• _Task description_
Check each line below for the word "every", and copy those that have it.

(Stored data entries)
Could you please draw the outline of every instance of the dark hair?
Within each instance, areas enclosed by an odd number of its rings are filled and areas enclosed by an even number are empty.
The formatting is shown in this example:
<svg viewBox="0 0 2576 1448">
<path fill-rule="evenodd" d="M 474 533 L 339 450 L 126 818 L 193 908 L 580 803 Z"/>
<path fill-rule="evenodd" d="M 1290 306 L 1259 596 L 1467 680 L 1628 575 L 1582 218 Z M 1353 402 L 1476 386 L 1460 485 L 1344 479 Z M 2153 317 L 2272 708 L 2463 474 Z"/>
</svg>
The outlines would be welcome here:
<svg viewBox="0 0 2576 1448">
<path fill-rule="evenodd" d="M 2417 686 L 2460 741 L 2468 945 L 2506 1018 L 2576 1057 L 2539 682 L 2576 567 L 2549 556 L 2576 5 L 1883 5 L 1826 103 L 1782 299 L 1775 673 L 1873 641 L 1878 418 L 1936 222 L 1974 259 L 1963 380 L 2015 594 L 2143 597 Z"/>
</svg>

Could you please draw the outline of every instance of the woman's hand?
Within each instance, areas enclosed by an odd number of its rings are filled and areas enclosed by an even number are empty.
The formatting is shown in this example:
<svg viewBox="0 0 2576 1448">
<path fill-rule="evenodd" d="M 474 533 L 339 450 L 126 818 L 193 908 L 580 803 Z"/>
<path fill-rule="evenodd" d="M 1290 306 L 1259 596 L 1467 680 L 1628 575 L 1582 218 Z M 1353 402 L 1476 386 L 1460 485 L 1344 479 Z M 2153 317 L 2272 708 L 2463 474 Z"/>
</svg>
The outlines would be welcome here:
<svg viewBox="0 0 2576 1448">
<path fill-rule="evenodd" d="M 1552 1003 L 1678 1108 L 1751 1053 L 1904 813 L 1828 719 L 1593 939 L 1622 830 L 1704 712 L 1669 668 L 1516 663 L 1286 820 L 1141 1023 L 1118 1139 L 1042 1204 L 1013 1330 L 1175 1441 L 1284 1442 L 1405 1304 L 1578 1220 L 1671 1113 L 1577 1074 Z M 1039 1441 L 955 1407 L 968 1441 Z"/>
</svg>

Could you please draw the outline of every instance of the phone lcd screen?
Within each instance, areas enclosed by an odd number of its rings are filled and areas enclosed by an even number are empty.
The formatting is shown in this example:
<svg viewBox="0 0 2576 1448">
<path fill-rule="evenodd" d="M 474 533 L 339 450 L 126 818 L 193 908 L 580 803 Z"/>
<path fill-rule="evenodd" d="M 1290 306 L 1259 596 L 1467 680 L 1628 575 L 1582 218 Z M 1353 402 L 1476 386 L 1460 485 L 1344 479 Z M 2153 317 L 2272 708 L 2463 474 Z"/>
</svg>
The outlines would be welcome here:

• _Output for this exercise_
Could you please draw the outline of every instance of the dark hair?
Could you please draw the outline of every instance of the woman's hand?
Could you please draw the outline of every instance of the phone lcd screen?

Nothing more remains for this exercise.